● Supplied material
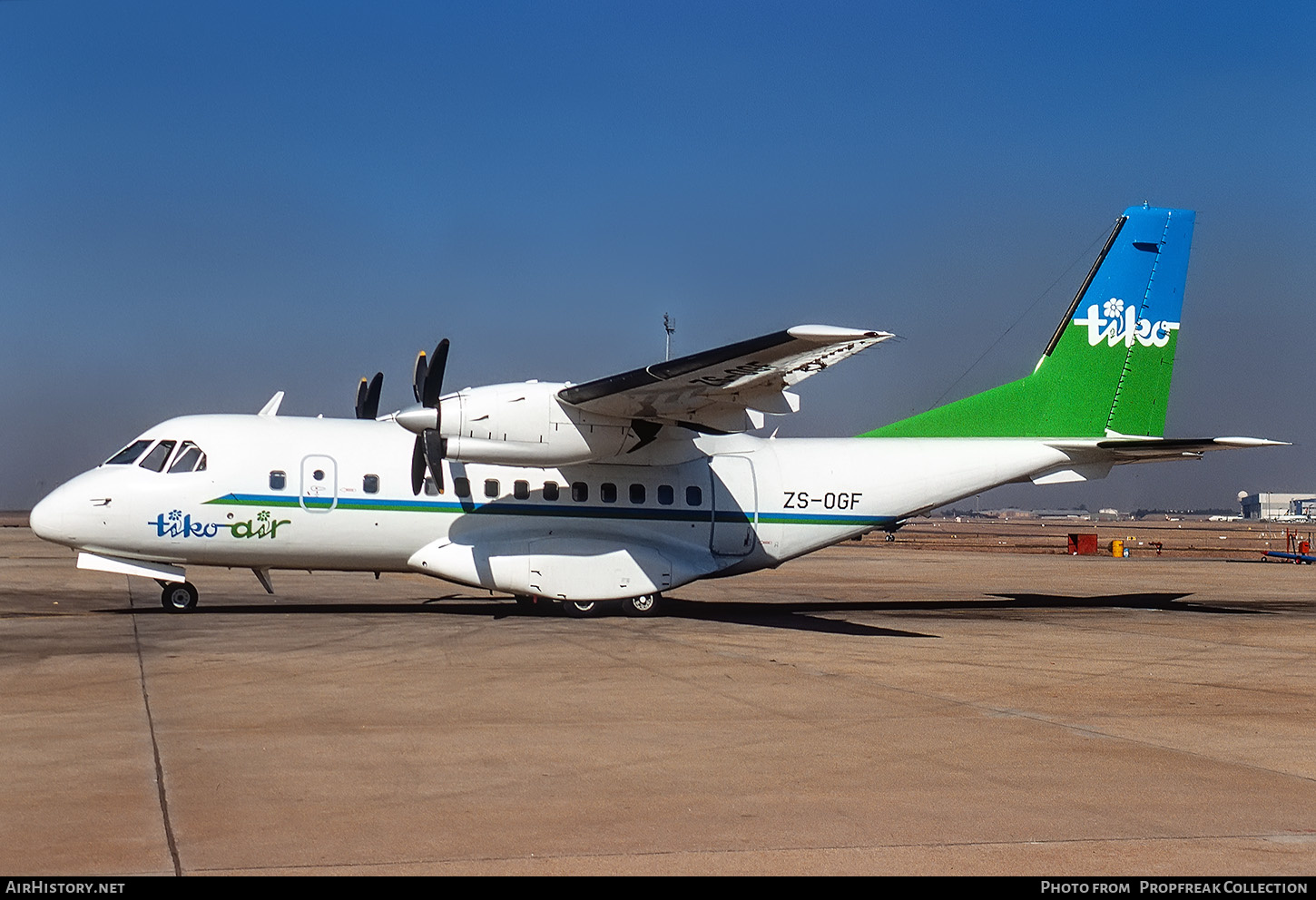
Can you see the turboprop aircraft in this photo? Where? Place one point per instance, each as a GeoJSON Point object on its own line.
{"type": "Point", "coordinates": [637, 483]}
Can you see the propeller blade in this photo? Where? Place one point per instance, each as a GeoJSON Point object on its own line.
{"type": "Point", "coordinates": [418, 377]}
{"type": "Point", "coordinates": [368, 396]}
{"type": "Point", "coordinates": [361, 397]}
{"type": "Point", "coordinates": [417, 465]}
{"type": "Point", "coordinates": [435, 377]}
{"type": "Point", "coordinates": [435, 450]}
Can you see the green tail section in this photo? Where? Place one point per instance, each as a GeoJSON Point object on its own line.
{"type": "Point", "coordinates": [1107, 368]}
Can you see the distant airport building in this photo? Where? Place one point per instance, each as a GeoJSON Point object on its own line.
{"type": "Point", "coordinates": [1278, 505]}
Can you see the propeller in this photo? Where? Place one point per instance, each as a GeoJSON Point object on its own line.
{"type": "Point", "coordinates": [427, 387]}
{"type": "Point", "coordinates": [368, 396]}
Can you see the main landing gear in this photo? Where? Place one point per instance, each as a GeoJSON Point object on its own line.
{"type": "Point", "coordinates": [643, 605]}
{"type": "Point", "coordinates": [179, 596]}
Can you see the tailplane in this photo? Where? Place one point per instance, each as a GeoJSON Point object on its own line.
{"type": "Point", "coordinates": [1107, 368]}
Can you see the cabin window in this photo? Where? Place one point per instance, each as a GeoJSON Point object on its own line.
{"type": "Point", "coordinates": [158, 455]}
{"type": "Point", "coordinates": [187, 458]}
{"type": "Point", "coordinates": [128, 455]}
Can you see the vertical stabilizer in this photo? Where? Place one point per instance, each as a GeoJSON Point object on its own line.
{"type": "Point", "coordinates": [1107, 367]}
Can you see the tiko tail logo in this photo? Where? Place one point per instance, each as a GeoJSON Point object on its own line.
{"type": "Point", "coordinates": [1117, 323]}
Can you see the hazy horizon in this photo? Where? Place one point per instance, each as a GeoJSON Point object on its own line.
{"type": "Point", "coordinates": [207, 203]}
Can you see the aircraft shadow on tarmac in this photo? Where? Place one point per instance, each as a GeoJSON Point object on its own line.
{"type": "Point", "coordinates": [804, 616]}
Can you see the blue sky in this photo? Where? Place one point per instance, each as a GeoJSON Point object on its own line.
{"type": "Point", "coordinates": [203, 203]}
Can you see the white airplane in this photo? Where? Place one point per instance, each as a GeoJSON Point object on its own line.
{"type": "Point", "coordinates": [637, 483]}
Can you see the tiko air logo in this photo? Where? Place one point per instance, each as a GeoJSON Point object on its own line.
{"type": "Point", "coordinates": [1117, 323]}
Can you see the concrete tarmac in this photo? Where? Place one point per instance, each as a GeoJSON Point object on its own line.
{"type": "Point", "coordinates": [868, 709]}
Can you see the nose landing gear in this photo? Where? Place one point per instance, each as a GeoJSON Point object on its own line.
{"type": "Point", "coordinates": [179, 596]}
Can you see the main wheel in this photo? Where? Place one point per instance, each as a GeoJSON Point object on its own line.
{"type": "Point", "coordinates": [581, 608]}
{"type": "Point", "coordinates": [179, 596]}
{"type": "Point", "coordinates": [643, 605]}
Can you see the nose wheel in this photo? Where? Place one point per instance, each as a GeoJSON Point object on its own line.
{"type": "Point", "coordinates": [179, 596]}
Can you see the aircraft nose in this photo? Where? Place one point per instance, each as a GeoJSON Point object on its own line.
{"type": "Point", "coordinates": [47, 517]}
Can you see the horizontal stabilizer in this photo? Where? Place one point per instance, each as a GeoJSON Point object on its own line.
{"type": "Point", "coordinates": [1149, 449]}
{"type": "Point", "coordinates": [716, 387]}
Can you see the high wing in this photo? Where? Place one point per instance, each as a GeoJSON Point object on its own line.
{"type": "Point", "coordinates": [728, 388]}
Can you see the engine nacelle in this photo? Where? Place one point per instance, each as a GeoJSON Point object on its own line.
{"type": "Point", "coordinates": [521, 426]}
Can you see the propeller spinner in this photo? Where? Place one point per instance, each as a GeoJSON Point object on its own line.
{"type": "Point", "coordinates": [427, 387]}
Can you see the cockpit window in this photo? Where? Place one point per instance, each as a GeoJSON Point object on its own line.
{"type": "Point", "coordinates": [128, 455]}
{"type": "Point", "coordinates": [158, 455]}
{"type": "Point", "coordinates": [190, 458]}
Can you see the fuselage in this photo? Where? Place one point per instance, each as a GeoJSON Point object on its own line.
{"type": "Point", "coordinates": [286, 493]}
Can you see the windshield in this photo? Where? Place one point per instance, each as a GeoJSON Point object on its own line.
{"type": "Point", "coordinates": [128, 455]}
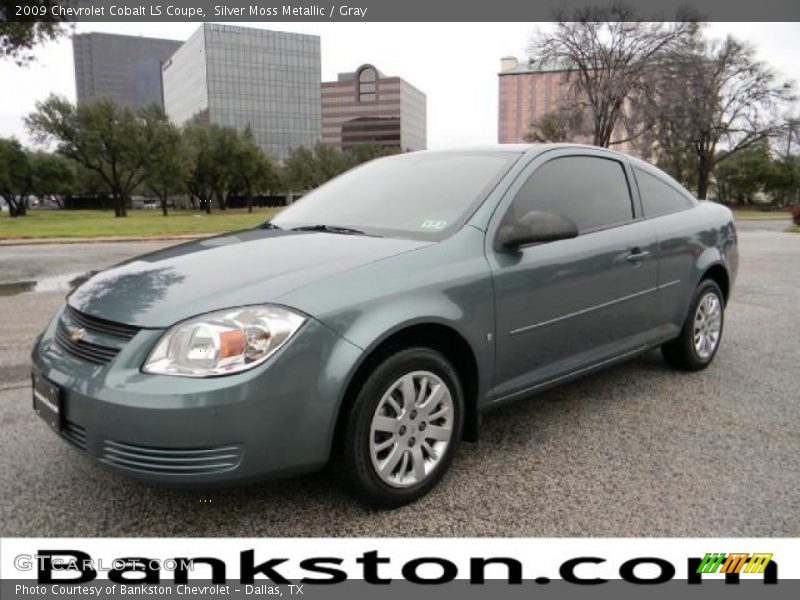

● What the task asks
Across the whole listing, reproduce each line verbatim and exclude every picture.

● Exercise answer
Can you see the turboprop aircraft in this photo? Where? Place one point per instance, each as a GeoJSON Point object on its own line.
{"type": "Point", "coordinates": [637, 483]}
Can you see the propeller blade in this photo? Where? Place one point per instance, each as a GeoJSON Point object on its own line.
{"type": "Point", "coordinates": [418, 377]}
{"type": "Point", "coordinates": [368, 396]}
{"type": "Point", "coordinates": [361, 397]}
{"type": "Point", "coordinates": [417, 465]}
{"type": "Point", "coordinates": [435, 377]}
{"type": "Point", "coordinates": [435, 450]}
Can you see the green tail section in this photo? Where? Place one point per instance, each as a GeoJSON Point object on its own line.
{"type": "Point", "coordinates": [1107, 368]}
Can you see the distant airport building in this photo? Where? Place one point per instance, each as a GeoJSON Point object on its own line.
{"type": "Point", "coordinates": [1278, 505]}
Can you see the propeller in this photo? Where? Place one point per instance, each as a GeoJSON Point object on its own line.
{"type": "Point", "coordinates": [427, 387]}
{"type": "Point", "coordinates": [368, 396]}
Can you see the main landing gear in this photo? Where? Place one point per instance, each as a GeoJSON Point object on its own line.
{"type": "Point", "coordinates": [643, 605]}
{"type": "Point", "coordinates": [179, 596]}
Can you see the tailplane in this photo? Where? Place one point per instance, each as a GeoJSON Point object on its own line.
{"type": "Point", "coordinates": [1107, 368]}
Can you see the cabin window in this photo? Where? Place one point per instance, each as a GeoJSON Point object on its own line.
{"type": "Point", "coordinates": [158, 455]}
{"type": "Point", "coordinates": [187, 458]}
{"type": "Point", "coordinates": [128, 455]}
Can you see the vertical stabilizer in this photo? Where? Place one point per instance, each as a GeoJSON Point object on its own line.
{"type": "Point", "coordinates": [1107, 367]}
Can you see the tiko tail logo in this photo? Where? Place one point per instance, each as a GeoJSON Point object on its own line.
{"type": "Point", "coordinates": [1117, 323]}
Can you see the hazy horizon in this photo? Where? Place one point per instance, each as a GeoJSON Point object on its own line.
{"type": "Point", "coordinates": [207, 203]}
Can you see the aircraft shadow on tarmac in this photo? Where? Place one point per instance, each as a GeoJSON Point object on its own line.
{"type": "Point", "coordinates": [804, 616]}
Can you see the blue sky in this photo? Where? Place one point per instance, each as a GeoJSON Point object on its own line.
{"type": "Point", "coordinates": [203, 203]}
Can you see the white airplane in this photo? Where? Place one point per instance, each as a GeoJSON Point object on its own line.
{"type": "Point", "coordinates": [637, 483]}
Can you see the tiko air logo in this photo? Where? Place one point per instance, each as a GeoJSON Point object on its own line.
{"type": "Point", "coordinates": [1117, 323]}
Can you see the concrete tarmac in this photo? Where? Place one point per instance, each as a GeoJSON Point object on its own line.
{"type": "Point", "coordinates": [868, 709]}
Can you see the nose landing gear in this photo? Where? Place one point per instance, each as a GeoJSON Point object on its own line.
{"type": "Point", "coordinates": [179, 596]}
Can you see the main wheel in this photo? Where? Place one point per instance, each as a GeoJSON Point object on its own line.
{"type": "Point", "coordinates": [581, 608]}
{"type": "Point", "coordinates": [179, 596]}
{"type": "Point", "coordinates": [643, 605]}
Can you see the nose wheel in this photo? Where? Place one point per instance, each as a GeoJSON Point object on its own line.
{"type": "Point", "coordinates": [179, 596]}
Can you see the aircraft nose in this photo? Where? Place one point per instance, each as a GeoJSON Point object on its own line.
{"type": "Point", "coordinates": [47, 517]}
Can you see the horizontal stabilizer in this photo? Where? Place one point per instance, each as a GeoJSON Point object on its own line.
{"type": "Point", "coordinates": [1149, 449]}
{"type": "Point", "coordinates": [716, 387]}
Can you see the high wing in this photo? Where? Place one point per instance, each as a GeoJSON Point object on its own line.
{"type": "Point", "coordinates": [728, 388]}
Can you see the engine nacelle in this photo? Where? Place one point per instance, each as a GeoJSON Point object on its own line.
{"type": "Point", "coordinates": [521, 426]}
Can you see the propeller spinner in this photo? Where? Place one point per instance, each as a GeoJSON Point object on its own line.
{"type": "Point", "coordinates": [427, 387]}
Can you see the cockpit window in this photo? Where? Place one point per instance, each as a GeoJSON Point object on its own line.
{"type": "Point", "coordinates": [128, 455]}
{"type": "Point", "coordinates": [158, 455]}
{"type": "Point", "coordinates": [190, 458]}
Can you see the fuselage in this photo? Where? Place one point per instance, each as a GeoJSON Point object on its own line.
{"type": "Point", "coordinates": [286, 493]}
Can you see the windshield in this photo? Where? Place one point per instance, each as a GeoJSON Point object on its own line.
{"type": "Point", "coordinates": [128, 455]}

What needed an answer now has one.